NetApp AFF A800 Review

The AFF A800 is the top-of-the-line ONTAP all-flash storage array from NetApp, which at launch offered an industry-first, end-to-end NVMe/FC over 32Gb FC, as well as 100GbE connectivity. To date, we have been working our way through the all-flash AFF lineup, starting with the potent A200 (having since been replaced by the A220) as well as the A300. Both of the units we previously reviewed won Editor’s Choice awards. Today we will be looking at the NVMe-based A800 powerhouse that offers the same ONTAP benefits of the previously reviewed models, as well as exponentially faster performance and lower latency. While this initial review focuses on system performance over Fibre Channel, subsequent articles will dive into the A800’s end-to-end NVMe over Fabrics (NVMeoF) support.

Unlike the A200 and A300 that were built for different segments of the midrange market, the A800 is designed for the workloads that demand the most performance (such as AI and Deep Leaning), while also including the robust set of enterprise data services that ONTAP is known for. As a point of clarity, NetApp has a series of truly go-fast storage in the EF all-flash family, like the midrange EF570 we reviewed previously. Back to the A800, NetApp claims the system can hit 1.3 million IOPS at under 500μs latency and throughput of up to 34GB/s with an HA pair. At scale, this means an NAS cluster can deliver up to 11.4M IOPS at 1ms latency and 300 GB/s of throughput. A SAN cluster can deliver up to 7.8M IOPS at 500µs latency and 204GB/s of throughput.

Like the rest of the AFF A-series systems, the NVMe A800 can scale to 24 (12 HA pairs) 4U dual-controller nodes in a cluster in NAS configuration. Because this is an NVMe-based system, there is a little nuance when it comes to drive scaling. The midrange A300, for instance, supports 4608 drives where the A800 tops out at 2880. While not likely to be a functional issue when deployed, we highlight this just to indicate that NVMe-based systems have different engineering challenges when considering JBOD expansion shelves than SAS-based systems, so we can’t just assume as you move up the product line that everything gets bigger. In a SAN configuration, the NVMe A800 scales to 12 nodes (6 HA pairs) with support for 1,440 drives. That said, if users leverage 15.3TB NVMe SSDs, they can scale up to 2.5PB in a 4U footprint. With data efficiencies enabled (assuming 5:1), the A800 supports over 315PB in a 24-node NAS cluster and 160TB in a SAN cluster.

▶ _SOURCE MATERIAL_
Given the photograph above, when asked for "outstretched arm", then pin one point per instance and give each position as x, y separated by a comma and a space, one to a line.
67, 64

▶ _DIRECTIONS_
• 1. Please repeat the stretch of the AFF A800 review from "NetApp AFF A800" through "Fabrics (NVMeoF) support.".
• 2. Decide whether each statement agrees with the AFF A800 review, answering yes or no and quoting the words of the review that settle it: (a) The A800 supports more drives than the midrange A300. (b) In a SAN configuration, the A800 scales to 12 nodes. (c) This first review centers on performance over Fibre Channel.

▶ _ANSWERS_
• 1.
NetApp AFF A800 Review

The AFF A800 is the top-of-the-line ONTAP all-flash storage array from NetApp, which at launch offered an industry-first, end-to-end NVMe/FC over 32Gb FC, as well as 100GbE connectivity. To date, we have been working our way through the all-flash AFF lineup, starting with the potent A200 (having since been replaced by the A220) as well as the A300. Both of the units we previously reviewed won Editor’s Choice awards. Today we will be looking at the NVMe-based A800 powerhouse that offers the same ONTAP benefits of the previously reviewed models, as well as exponentially faster performance and lower latency. While this initial review focuses on system performance over Fibre Channel, subsequent articles will dive into the A800’s end-to-end NVMe over Fabrics (NVMeoF) support.

• 2.
(a) No: "The midrange A300, for instance, supports 4608 drives where the A800 tops out at 2880."
(b) Yes: "In a SAN configuration, the NVMe A800 scales to 12 nodes (6 HA pairs)"
(c) Yes: "this initial review focuses on system performance over Fibre Channel"